#### [REQUIREMENT]
In the records below, find the line containing "[[499, 258]]" and restate it and all lines after it exactly, through the last line.

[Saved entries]
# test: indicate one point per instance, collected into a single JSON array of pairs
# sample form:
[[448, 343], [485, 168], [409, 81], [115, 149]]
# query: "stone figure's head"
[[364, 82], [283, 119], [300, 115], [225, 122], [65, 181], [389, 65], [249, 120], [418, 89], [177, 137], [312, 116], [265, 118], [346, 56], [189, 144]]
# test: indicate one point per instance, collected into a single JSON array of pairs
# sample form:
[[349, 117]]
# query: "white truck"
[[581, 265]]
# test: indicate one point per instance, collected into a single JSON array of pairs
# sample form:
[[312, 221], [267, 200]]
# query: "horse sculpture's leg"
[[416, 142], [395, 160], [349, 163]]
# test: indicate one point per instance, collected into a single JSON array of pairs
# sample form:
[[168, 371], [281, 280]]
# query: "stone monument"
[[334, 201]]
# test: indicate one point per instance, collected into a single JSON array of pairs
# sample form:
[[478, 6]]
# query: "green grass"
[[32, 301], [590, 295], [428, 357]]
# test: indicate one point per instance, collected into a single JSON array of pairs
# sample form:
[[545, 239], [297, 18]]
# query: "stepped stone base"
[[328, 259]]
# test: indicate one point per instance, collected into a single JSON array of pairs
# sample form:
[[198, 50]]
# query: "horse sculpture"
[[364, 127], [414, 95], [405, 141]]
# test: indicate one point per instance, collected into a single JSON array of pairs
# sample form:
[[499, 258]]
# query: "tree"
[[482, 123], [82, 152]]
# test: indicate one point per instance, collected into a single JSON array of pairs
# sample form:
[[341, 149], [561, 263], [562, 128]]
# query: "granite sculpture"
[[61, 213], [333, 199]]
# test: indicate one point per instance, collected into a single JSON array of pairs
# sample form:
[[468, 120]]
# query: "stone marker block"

#### [RESULT OF THE EXERCISE]
[[499, 258]]
# query: "tree"
[[482, 123], [82, 152]]
# test: indicate one point per instance, collected into a single JSON array of pairs
# sample form:
[[341, 149], [561, 263], [562, 128]]
# query: "granite sculpture"
[[61, 213], [333, 199]]
# test: indicate one point per instance, collected into a single JSON array of pairs
# sample form:
[[468, 120]]
# query: "stone marker block"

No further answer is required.